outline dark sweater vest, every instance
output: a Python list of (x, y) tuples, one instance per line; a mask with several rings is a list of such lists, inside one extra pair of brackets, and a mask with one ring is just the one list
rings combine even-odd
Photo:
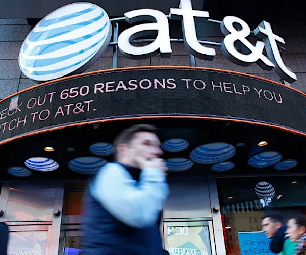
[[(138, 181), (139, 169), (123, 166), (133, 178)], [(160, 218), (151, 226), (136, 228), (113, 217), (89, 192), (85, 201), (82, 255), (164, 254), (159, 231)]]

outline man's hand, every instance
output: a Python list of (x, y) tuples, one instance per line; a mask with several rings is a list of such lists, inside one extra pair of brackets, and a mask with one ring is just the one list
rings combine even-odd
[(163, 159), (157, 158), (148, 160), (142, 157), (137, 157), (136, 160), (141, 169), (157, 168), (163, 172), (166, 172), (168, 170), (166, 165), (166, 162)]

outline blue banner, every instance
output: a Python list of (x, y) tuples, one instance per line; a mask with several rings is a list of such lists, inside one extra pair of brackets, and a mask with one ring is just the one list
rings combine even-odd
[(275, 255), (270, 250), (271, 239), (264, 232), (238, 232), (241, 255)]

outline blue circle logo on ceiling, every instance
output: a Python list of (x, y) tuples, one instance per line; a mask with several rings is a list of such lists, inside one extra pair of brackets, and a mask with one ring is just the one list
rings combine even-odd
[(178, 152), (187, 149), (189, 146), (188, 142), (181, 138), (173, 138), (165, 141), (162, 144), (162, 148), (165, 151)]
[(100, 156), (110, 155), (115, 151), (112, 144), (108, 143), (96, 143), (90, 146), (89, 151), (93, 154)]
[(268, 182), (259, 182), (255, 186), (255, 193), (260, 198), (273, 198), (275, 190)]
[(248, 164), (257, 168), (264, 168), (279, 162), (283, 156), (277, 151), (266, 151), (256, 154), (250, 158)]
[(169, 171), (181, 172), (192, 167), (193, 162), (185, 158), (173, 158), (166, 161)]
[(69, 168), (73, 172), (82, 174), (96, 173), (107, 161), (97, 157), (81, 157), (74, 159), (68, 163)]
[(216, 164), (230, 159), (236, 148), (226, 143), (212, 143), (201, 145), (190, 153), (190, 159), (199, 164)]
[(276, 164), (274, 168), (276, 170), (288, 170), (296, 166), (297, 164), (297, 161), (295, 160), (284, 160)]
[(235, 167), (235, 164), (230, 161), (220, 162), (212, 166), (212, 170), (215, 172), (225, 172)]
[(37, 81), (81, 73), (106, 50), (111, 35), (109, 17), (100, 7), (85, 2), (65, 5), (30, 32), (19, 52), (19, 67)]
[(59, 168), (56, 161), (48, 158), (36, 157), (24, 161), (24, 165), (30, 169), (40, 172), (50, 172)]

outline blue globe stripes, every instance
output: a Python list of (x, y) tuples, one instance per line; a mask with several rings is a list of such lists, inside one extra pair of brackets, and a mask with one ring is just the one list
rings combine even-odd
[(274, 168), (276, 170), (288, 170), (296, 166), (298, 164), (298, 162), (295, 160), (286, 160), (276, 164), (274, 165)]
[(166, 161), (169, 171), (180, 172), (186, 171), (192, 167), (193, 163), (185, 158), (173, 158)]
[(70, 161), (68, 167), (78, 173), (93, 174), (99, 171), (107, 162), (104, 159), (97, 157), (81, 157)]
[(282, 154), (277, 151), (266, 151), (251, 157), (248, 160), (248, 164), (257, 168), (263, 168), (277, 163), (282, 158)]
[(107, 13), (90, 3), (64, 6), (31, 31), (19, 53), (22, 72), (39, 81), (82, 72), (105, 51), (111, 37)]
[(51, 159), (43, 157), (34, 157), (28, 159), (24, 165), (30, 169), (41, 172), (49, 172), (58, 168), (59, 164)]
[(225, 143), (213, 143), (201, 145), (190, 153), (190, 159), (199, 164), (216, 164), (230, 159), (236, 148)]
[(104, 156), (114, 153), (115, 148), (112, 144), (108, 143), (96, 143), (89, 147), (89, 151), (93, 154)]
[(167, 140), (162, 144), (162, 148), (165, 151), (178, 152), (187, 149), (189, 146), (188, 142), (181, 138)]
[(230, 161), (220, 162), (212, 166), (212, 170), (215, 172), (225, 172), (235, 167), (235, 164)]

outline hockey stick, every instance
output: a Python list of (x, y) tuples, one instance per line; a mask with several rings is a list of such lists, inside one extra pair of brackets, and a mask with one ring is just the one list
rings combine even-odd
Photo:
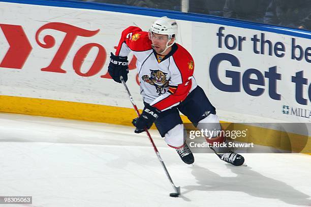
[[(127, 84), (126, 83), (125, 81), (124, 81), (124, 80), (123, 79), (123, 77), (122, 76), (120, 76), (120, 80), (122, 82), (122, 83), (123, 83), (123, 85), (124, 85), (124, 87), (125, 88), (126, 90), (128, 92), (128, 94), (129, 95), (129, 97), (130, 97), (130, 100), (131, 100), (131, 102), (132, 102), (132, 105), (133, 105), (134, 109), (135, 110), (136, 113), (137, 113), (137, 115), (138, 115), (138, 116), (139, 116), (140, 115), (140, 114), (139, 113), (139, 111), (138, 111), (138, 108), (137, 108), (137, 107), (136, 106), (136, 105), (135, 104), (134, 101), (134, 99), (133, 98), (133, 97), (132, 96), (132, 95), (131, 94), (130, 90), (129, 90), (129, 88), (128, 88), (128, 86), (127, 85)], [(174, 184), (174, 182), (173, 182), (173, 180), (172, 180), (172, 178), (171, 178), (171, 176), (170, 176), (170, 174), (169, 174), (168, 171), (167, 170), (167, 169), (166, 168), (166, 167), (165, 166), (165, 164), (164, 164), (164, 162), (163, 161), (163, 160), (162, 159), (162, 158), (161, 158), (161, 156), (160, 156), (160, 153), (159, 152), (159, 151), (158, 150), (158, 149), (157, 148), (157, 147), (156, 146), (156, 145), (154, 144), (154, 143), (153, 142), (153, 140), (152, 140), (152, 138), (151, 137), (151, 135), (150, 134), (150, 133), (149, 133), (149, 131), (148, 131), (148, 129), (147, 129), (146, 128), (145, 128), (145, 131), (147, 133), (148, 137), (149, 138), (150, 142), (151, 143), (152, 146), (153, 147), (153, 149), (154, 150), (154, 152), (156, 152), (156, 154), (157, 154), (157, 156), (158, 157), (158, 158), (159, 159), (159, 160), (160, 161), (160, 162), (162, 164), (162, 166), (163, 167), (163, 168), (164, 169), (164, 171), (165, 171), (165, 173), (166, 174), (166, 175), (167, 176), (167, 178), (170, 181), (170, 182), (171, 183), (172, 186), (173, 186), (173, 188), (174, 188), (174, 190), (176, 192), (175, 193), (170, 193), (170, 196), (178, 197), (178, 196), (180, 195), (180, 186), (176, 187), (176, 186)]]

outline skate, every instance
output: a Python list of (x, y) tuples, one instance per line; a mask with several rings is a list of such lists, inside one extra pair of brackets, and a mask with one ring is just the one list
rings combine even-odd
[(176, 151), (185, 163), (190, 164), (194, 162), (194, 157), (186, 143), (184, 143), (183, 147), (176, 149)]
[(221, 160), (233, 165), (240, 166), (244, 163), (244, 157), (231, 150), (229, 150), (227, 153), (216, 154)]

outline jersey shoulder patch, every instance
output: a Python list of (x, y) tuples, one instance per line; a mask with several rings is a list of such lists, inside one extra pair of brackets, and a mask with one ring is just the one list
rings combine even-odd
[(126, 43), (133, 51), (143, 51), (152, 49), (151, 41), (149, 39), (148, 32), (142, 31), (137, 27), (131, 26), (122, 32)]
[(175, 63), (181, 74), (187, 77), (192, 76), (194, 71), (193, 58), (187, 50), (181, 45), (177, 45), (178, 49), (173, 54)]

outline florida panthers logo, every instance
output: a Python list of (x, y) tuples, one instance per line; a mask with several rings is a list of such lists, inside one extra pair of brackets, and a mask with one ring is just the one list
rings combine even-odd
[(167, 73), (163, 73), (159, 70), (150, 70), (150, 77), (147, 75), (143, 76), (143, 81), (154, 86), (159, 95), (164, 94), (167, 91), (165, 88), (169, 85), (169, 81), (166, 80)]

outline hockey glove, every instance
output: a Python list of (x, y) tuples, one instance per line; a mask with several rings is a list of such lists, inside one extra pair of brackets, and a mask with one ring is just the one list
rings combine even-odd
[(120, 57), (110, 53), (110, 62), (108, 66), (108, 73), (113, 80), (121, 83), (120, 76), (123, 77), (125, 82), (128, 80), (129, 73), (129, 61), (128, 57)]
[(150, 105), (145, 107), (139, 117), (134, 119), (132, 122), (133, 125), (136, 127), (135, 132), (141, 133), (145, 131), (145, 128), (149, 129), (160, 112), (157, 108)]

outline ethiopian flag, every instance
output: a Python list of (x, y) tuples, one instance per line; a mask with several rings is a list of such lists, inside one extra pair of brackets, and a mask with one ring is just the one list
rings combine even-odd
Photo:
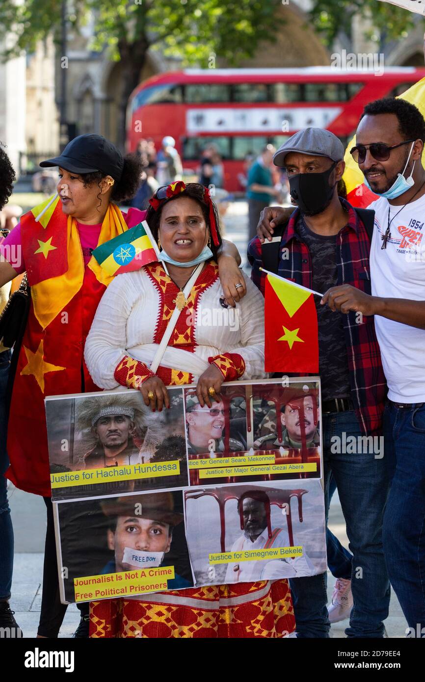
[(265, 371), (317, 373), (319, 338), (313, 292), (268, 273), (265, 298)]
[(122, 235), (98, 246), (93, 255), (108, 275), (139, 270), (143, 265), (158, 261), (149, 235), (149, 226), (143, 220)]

——

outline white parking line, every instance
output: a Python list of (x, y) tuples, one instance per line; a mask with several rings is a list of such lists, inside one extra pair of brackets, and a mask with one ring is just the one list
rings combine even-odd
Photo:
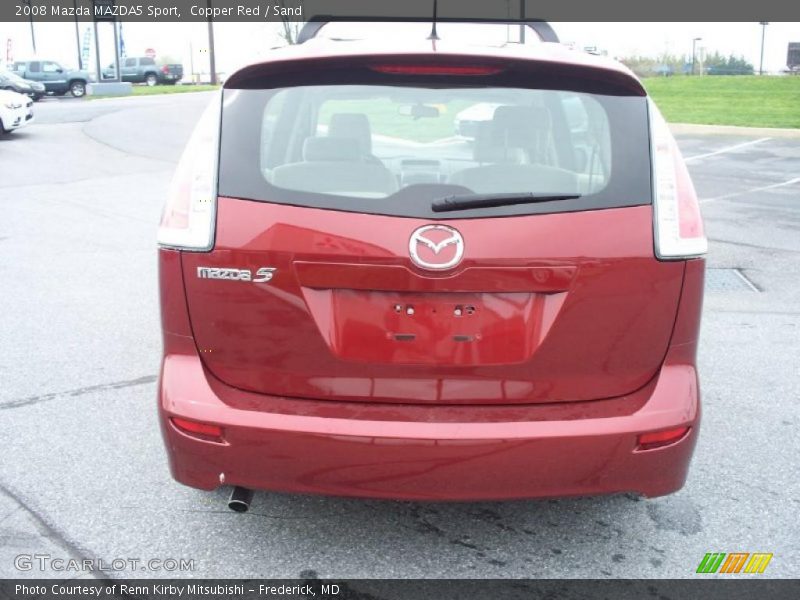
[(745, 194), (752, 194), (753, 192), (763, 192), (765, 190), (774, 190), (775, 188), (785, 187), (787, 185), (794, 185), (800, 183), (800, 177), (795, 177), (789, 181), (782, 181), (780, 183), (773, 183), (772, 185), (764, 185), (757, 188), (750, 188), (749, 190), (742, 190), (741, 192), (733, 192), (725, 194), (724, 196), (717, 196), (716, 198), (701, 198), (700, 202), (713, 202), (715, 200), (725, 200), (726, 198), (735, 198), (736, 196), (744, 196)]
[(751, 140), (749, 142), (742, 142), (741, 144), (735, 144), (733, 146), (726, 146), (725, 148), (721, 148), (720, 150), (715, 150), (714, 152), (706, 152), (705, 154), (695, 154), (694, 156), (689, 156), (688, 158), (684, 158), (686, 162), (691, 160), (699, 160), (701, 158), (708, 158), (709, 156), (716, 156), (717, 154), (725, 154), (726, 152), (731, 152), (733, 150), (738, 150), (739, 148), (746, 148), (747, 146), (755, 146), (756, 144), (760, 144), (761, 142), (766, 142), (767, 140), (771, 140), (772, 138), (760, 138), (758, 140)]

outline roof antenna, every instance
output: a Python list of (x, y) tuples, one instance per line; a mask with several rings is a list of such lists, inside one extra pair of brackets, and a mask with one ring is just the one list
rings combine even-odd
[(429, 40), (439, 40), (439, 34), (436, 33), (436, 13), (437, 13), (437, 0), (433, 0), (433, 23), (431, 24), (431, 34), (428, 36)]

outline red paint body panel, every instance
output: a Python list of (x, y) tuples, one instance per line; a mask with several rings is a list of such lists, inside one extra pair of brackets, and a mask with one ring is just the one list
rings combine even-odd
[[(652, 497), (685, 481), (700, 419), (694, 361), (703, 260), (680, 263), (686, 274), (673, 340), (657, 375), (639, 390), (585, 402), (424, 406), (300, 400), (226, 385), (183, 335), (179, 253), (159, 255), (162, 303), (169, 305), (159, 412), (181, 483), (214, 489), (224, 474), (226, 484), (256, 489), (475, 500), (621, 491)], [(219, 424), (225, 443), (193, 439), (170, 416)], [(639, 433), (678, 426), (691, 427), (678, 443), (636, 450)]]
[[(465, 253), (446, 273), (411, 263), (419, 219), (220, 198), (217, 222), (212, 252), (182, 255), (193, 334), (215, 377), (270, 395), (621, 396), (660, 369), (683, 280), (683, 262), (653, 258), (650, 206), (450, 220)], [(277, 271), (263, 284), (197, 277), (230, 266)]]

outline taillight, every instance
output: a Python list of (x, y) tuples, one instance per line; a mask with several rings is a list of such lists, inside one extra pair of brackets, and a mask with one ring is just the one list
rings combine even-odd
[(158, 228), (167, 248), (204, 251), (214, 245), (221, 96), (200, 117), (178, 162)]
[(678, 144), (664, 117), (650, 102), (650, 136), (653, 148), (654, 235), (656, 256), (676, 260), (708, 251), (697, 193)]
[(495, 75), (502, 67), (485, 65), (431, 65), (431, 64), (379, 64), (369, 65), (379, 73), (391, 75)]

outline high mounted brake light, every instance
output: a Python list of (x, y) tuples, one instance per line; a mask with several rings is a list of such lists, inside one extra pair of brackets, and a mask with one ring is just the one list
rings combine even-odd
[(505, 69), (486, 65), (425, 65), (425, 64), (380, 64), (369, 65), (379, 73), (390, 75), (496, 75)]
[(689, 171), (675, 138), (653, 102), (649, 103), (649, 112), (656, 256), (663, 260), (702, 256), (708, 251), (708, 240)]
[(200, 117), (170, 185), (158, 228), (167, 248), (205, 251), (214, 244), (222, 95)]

——

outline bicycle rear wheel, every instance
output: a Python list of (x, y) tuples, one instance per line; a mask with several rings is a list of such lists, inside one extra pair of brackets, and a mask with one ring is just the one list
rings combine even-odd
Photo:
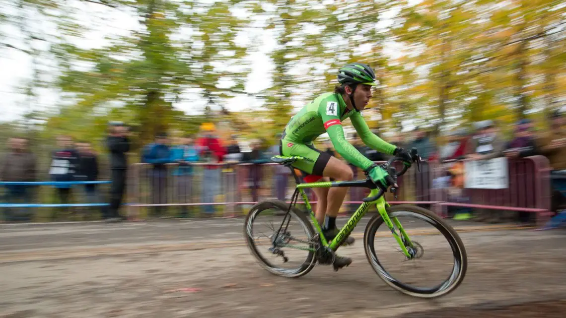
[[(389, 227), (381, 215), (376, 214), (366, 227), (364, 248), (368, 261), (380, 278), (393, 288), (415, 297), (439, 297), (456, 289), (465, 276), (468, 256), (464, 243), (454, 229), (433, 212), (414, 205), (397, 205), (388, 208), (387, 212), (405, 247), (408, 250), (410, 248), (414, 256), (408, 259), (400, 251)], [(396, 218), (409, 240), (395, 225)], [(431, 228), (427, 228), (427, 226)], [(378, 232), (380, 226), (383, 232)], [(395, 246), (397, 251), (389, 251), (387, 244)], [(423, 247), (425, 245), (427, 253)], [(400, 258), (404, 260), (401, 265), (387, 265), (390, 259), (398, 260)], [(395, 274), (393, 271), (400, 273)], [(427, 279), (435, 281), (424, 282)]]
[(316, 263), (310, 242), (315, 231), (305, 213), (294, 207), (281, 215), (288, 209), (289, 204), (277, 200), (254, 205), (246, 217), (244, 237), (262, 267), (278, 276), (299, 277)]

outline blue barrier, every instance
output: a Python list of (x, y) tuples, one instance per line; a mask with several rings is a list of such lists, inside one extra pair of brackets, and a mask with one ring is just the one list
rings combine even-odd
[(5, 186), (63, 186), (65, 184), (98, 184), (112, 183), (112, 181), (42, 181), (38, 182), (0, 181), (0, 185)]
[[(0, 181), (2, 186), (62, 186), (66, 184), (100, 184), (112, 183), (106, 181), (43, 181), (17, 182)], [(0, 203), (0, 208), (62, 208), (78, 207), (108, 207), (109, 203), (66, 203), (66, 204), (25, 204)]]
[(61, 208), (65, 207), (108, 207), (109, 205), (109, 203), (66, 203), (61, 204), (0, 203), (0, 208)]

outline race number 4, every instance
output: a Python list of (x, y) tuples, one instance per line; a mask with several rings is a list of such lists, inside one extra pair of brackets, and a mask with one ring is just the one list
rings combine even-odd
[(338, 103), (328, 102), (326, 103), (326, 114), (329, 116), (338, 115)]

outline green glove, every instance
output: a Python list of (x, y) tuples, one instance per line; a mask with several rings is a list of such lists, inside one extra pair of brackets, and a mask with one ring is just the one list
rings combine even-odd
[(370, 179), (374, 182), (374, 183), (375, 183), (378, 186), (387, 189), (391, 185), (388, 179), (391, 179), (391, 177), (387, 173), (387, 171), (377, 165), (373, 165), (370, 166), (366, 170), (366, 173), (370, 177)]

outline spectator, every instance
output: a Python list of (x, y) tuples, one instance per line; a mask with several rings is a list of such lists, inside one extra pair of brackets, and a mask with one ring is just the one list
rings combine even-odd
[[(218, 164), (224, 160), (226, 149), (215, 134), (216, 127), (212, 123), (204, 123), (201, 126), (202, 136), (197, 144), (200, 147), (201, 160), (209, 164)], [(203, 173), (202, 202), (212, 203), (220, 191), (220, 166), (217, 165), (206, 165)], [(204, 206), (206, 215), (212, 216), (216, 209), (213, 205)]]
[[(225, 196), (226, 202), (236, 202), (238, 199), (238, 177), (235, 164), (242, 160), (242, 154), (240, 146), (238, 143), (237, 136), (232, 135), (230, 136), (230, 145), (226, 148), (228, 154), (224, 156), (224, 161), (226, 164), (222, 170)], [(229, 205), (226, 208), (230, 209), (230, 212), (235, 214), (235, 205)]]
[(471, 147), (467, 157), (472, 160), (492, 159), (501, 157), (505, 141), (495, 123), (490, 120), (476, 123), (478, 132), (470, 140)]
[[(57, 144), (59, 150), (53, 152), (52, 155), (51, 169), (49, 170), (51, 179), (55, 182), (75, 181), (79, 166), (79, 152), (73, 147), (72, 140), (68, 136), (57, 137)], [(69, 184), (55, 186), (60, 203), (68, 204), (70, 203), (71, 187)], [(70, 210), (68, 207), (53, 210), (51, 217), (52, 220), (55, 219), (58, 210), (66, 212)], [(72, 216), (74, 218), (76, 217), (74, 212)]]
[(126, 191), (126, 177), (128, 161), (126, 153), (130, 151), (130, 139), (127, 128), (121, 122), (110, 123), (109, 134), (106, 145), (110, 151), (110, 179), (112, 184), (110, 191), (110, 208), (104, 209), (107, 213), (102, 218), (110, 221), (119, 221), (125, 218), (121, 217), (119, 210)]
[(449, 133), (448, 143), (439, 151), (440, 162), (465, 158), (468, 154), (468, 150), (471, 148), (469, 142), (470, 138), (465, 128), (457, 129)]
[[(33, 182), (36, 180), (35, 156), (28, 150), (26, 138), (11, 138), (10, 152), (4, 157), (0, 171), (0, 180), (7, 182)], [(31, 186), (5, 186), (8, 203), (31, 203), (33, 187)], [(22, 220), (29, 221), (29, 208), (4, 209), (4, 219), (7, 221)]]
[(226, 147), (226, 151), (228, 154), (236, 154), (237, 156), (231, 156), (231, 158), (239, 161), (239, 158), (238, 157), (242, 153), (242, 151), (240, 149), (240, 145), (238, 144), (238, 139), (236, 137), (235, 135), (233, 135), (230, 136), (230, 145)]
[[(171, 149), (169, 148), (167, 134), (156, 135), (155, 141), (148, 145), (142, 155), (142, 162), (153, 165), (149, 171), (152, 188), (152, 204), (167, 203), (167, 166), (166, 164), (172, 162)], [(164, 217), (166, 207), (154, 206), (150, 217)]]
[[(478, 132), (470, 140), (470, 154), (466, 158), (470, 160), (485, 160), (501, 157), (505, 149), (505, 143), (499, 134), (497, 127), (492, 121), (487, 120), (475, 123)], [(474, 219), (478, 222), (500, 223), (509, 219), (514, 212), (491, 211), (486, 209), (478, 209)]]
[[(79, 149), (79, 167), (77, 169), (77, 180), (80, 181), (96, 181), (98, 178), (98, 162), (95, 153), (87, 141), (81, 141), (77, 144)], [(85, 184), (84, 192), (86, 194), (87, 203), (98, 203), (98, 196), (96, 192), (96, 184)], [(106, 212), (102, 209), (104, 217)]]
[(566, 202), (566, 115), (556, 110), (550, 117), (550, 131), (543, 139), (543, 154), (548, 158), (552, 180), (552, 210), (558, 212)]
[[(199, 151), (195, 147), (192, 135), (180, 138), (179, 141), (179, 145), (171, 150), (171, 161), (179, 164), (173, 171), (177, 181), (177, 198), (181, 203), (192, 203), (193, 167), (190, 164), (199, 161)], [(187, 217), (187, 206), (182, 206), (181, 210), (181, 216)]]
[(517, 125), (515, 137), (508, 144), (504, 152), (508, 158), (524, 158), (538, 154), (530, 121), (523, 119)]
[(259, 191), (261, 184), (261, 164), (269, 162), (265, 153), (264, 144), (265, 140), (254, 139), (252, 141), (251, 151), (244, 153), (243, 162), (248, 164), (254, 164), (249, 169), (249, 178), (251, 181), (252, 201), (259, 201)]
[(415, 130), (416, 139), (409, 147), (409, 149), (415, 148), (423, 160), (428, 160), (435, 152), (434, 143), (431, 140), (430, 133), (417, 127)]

——

**STATED TASK**
Reproduce the lines from the one containing "outline dark sweater vest, every instance" through the one containing "165), (166, 162)]", both included. Leave the pictures out of your answer.

**WORKED ANSWER**
outline dark sweater vest, every instance
output: a Python list of (x, y) tuples, one instance per line; a mask with several rings is a list of such lists, inside one extra pair of brackets, and a mask with one ring is just the one list
rings combine even-odd
Photo:
[[(138, 181), (139, 169), (123, 166), (133, 178)], [(160, 218), (151, 226), (136, 228), (113, 217), (89, 192), (85, 201), (82, 255), (164, 254), (159, 231)]]

outline man's hand, every instance
output: a Python list of (x, y) tuples, one instance per line; a mask with several rings is a list of such lists, inside one extra pair of brackets, and a mask with one ring is just the one list
rings combine even-odd
[(163, 159), (157, 158), (148, 160), (142, 157), (137, 157), (136, 160), (141, 169), (157, 168), (163, 172), (166, 172), (168, 170), (166, 165), (166, 162)]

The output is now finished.